## Dataset entries
============================================================

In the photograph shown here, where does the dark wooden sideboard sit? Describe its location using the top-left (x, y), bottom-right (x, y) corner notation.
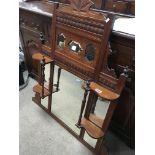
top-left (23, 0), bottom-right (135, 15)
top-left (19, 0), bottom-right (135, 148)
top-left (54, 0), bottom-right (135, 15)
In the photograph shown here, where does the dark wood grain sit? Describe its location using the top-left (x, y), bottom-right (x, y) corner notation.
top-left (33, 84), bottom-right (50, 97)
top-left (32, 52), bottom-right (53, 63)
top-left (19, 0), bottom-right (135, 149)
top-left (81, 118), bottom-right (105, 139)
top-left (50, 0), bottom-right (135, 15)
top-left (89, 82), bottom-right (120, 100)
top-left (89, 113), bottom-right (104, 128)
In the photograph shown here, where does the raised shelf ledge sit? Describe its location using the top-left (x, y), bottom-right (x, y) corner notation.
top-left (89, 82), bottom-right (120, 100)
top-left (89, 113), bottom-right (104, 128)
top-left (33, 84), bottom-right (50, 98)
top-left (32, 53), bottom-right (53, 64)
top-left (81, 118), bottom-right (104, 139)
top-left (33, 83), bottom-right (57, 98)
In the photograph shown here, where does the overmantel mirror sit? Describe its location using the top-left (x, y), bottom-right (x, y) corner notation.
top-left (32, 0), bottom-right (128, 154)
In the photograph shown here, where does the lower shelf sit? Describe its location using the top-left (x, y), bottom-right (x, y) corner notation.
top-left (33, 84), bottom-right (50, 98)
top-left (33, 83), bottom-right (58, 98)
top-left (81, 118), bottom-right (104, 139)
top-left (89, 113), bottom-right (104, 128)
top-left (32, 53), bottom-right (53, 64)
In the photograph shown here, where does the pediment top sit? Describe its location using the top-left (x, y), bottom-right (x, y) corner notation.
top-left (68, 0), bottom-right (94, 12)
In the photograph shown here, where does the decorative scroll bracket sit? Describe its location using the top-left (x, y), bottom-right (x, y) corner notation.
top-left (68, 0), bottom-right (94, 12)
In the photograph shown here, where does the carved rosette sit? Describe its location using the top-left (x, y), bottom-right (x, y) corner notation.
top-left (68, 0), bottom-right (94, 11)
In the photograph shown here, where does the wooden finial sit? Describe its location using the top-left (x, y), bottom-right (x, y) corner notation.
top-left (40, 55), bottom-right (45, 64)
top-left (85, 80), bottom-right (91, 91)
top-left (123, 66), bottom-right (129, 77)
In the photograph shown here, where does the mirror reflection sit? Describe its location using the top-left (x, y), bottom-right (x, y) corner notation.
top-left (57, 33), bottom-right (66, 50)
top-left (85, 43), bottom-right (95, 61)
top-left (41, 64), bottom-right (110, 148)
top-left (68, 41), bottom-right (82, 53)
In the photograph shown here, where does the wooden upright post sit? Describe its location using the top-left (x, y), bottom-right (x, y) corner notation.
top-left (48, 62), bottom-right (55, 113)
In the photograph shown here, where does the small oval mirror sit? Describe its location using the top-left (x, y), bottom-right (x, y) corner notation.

============================================================

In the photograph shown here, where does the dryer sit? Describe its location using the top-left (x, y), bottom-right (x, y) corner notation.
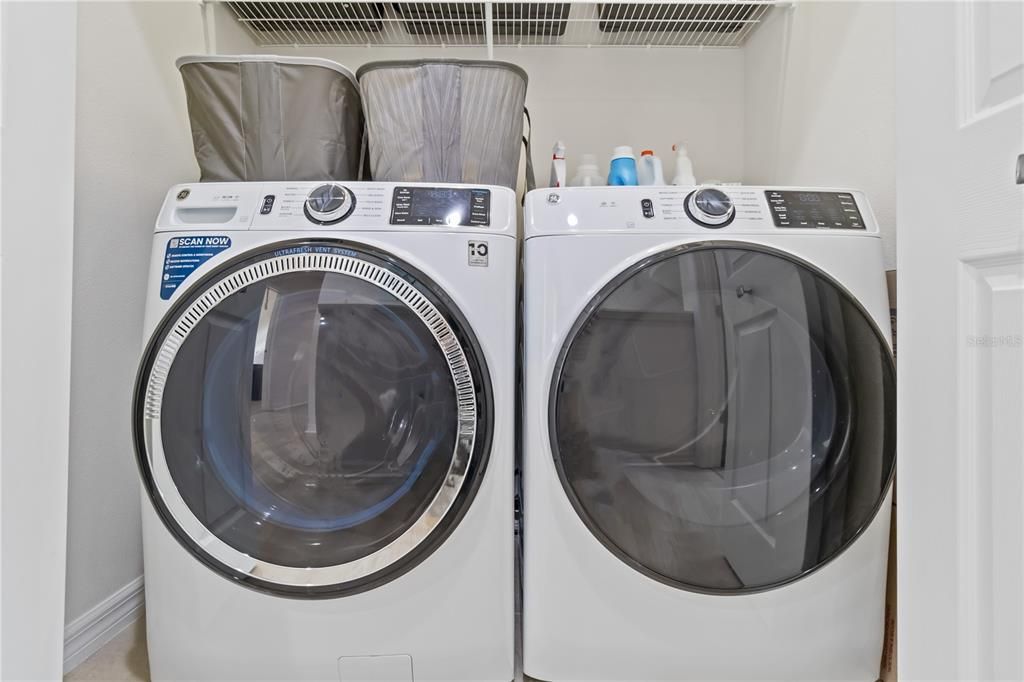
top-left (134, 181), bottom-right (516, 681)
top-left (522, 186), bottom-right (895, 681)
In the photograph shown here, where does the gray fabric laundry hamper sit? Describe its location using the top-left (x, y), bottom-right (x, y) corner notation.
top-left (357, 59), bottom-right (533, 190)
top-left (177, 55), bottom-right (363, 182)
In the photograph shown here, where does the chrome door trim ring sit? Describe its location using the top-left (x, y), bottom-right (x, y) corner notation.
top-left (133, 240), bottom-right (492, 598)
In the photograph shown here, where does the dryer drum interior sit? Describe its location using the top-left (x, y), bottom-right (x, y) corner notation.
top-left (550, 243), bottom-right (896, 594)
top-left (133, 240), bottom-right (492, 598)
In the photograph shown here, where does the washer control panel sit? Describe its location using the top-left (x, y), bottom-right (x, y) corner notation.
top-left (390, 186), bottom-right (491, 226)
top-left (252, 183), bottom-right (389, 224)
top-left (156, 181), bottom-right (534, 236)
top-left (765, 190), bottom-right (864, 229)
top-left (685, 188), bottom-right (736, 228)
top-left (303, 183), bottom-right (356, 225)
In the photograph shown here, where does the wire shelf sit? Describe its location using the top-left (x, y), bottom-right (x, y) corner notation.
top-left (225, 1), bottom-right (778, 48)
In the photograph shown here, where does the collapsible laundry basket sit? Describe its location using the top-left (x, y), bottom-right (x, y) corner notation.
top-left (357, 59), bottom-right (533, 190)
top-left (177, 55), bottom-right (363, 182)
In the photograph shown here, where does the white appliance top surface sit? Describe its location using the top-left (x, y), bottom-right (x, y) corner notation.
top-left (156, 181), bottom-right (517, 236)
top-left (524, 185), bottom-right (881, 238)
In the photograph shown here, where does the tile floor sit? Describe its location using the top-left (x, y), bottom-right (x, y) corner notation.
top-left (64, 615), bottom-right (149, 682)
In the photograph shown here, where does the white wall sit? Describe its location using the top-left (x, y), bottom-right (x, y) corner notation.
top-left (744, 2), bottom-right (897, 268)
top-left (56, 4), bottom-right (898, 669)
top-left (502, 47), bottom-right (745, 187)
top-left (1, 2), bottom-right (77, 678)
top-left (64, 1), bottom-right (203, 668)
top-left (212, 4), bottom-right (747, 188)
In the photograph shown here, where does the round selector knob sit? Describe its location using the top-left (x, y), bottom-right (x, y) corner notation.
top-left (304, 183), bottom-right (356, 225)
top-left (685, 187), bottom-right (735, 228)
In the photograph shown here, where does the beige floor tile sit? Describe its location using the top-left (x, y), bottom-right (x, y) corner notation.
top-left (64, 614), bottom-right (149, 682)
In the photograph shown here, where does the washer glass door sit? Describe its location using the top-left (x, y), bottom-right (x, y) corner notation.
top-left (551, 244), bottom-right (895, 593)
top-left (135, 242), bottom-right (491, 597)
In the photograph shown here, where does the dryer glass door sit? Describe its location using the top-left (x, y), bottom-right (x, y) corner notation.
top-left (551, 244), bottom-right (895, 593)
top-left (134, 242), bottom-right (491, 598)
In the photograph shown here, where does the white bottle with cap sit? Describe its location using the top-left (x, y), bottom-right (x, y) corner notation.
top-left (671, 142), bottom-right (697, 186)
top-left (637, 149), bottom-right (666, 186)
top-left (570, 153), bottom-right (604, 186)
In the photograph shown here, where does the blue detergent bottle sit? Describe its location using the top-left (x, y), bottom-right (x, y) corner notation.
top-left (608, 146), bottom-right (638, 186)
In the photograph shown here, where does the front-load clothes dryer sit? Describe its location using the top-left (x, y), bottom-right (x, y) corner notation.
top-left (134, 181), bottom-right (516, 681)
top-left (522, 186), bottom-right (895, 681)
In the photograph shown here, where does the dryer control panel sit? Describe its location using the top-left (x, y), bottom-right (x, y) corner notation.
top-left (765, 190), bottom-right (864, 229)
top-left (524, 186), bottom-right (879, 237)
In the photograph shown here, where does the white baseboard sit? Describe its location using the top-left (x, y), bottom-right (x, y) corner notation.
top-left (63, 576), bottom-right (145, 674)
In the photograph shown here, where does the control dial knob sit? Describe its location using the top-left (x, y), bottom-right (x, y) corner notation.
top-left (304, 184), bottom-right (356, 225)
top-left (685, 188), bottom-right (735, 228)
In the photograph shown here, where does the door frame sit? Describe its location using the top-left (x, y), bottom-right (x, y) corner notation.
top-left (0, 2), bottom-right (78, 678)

============================================================

## The task
Please reproduce the lines from the line with "In the photograph shown here, where does the wooden finial" to the line with "In the photograph shown here, where does the small", both ends included, exactly as they appear above.

## Solution for this task
In the photograph shown here, where does the wooden finial sit? Describe its location using the top-left (x, y), bottom-right (x, y) corner notation.
top-left (40, 55), bottom-right (45, 64)
top-left (85, 80), bottom-right (91, 91)
top-left (123, 66), bottom-right (129, 77)
In the photograph shown here, where does the mirror reflection sit? Describe its location using the top-left (x, y), bottom-right (x, y) corner notation.
top-left (57, 33), bottom-right (66, 50)
top-left (85, 43), bottom-right (95, 61)
top-left (41, 64), bottom-right (110, 148)
top-left (68, 41), bottom-right (82, 53)
In the photograph shown here, where does the wooden upright post sit? Describe its location using the top-left (x, y), bottom-right (x, y) corner notation.
top-left (48, 62), bottom-right (55, 113)
In the photograph shown here, where does the small oval mirror sit? Describe its location using the top-left (x, y), bottom-right (x, y) corner notation.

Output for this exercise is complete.